EXERCISE:
Recast the data below as a two-column CSV with the headers "instruction" and "response", one row per instruction. Put each field in quotes, replace line breaks with spaces, and omit the pictures.

DATA SHOWN:
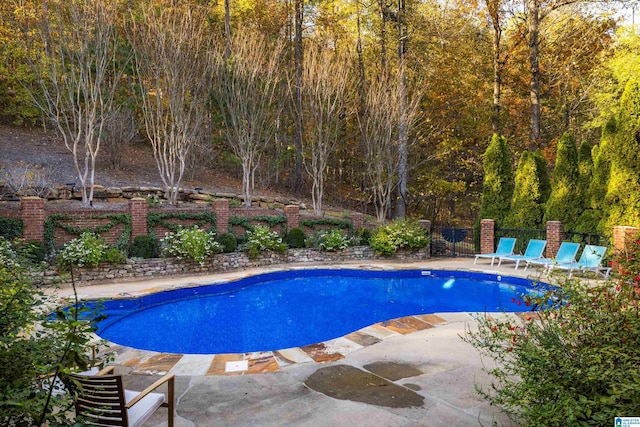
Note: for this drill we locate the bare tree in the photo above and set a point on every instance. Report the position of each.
(171, 47)
(325, 78)
(73, 52)
(379, 132)
(245, 88)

SOLUTION TO THE PROBLEM:
instruction,response
"Note: for this drill we locate the bare tree in the photo above and set a point on every instance. Report the position of each.","(171, 47) (325, 78) (73, 52) (379, 132) (245, 88)"